Name every person the piece below on Trump's spat with the pope mentions by name.

* **Extract**
:::::
Trump’s spat with the pope will cost him in New York
(RNS) Back when the legendary Tom Landry was nearing his record 20th consecutive winning season as an NFL coach, I sidled up to a cluster of men surrounding Landry after a church service in Dallas. One guy seemed to be describing a new play he wanted the Cowboys offense to try.
Fool, I thought. Giving Tom Landry advice on football is as arrogant as suggesting military strategy to Napoleon or offering guidance on wealth acquisition to John D. Rockefeller.
But that was before the rise of talk radio and social media, which have built platforms beneath all comers and deluded idiots into considering themselves experts. That may help explain why America's political culture has shifted to one in which opinion routinely subordinates fact and bluster trumps reason.
Even so, people ought to know whose turf they're treading upon when they offer up opinion. It's there, I think, that people reach differing perspectives on this week's dispute between developer-turned-politician Donald Trump and Pope Francis. Your view probably depends on what ground you think the billionaire and the pontiff are standing upon.
Were Trump and the pope talking about politics? There, The Donald is dominant these days. Or were they discussing morality and, specifically, Christianity? Even Donald Trump, he of the towering ego, might not want to presume himself superior to Francis in that realm. Or maybe, astonishingly, he does.
:::::
* **Source data**
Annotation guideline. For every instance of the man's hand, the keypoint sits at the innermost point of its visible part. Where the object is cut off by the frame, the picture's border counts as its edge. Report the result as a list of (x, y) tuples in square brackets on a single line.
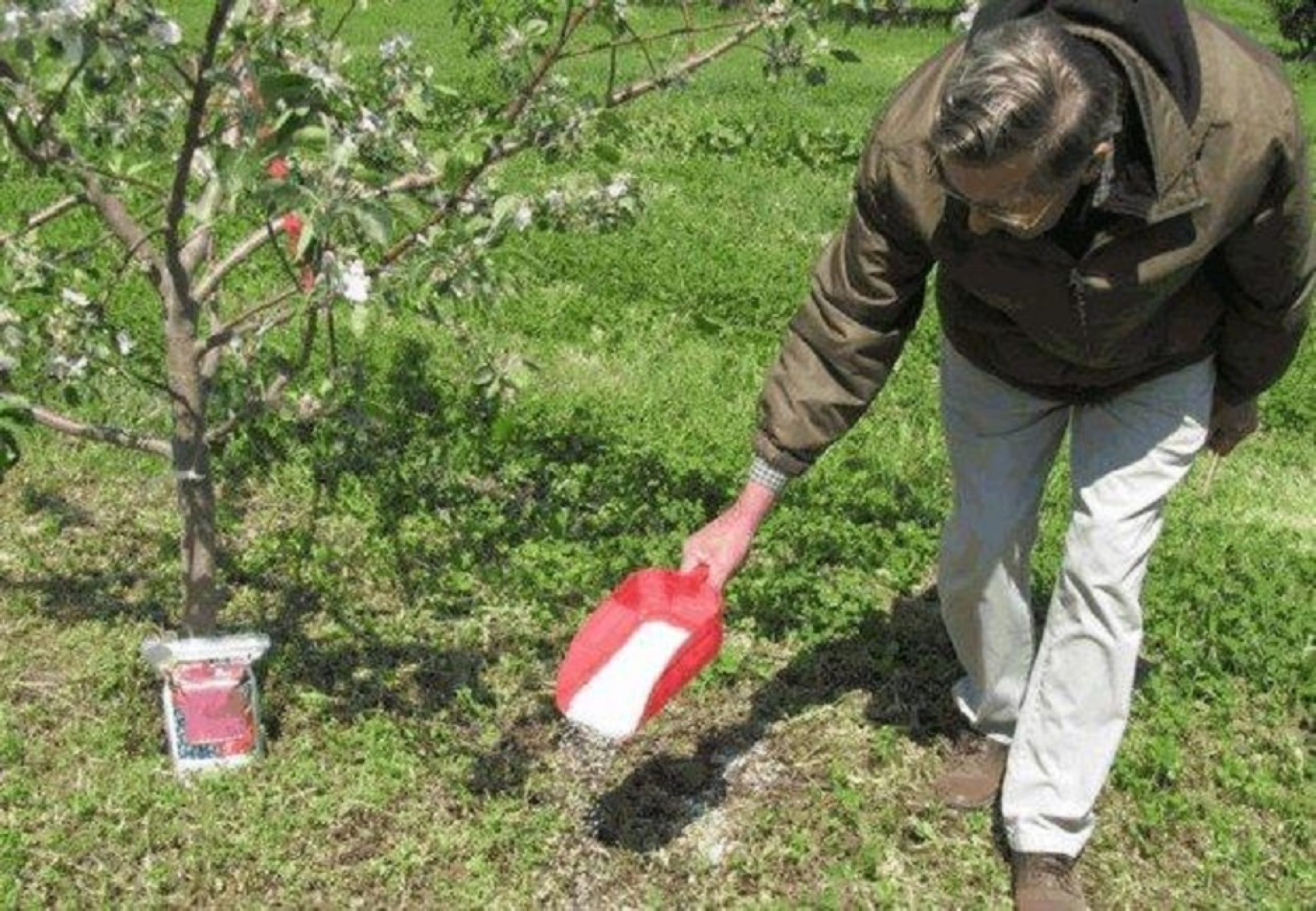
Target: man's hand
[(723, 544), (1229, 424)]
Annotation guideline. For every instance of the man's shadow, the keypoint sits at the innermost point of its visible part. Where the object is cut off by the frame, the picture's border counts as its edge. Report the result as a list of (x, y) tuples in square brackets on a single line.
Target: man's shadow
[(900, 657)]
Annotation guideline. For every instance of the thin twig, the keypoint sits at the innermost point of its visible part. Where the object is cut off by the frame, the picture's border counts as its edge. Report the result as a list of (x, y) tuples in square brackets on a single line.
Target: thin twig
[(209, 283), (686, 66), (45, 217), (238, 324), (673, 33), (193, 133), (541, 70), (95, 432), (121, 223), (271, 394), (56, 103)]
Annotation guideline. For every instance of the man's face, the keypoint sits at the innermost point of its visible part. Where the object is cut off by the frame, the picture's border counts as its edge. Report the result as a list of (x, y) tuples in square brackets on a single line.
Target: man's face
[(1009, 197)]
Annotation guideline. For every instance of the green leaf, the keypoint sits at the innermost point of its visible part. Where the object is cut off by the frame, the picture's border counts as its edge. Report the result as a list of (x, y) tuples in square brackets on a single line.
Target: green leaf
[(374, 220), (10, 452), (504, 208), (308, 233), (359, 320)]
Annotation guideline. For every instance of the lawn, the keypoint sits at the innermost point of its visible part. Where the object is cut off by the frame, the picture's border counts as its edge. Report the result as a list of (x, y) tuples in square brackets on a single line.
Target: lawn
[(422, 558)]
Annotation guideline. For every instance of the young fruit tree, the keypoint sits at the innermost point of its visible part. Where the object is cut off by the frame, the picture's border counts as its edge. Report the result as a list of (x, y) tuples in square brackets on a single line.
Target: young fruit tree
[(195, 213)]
:::::
* **Answer**
Tom Landry, Napoleon, John D. Rockefeller, Donald Trump, Pope Francis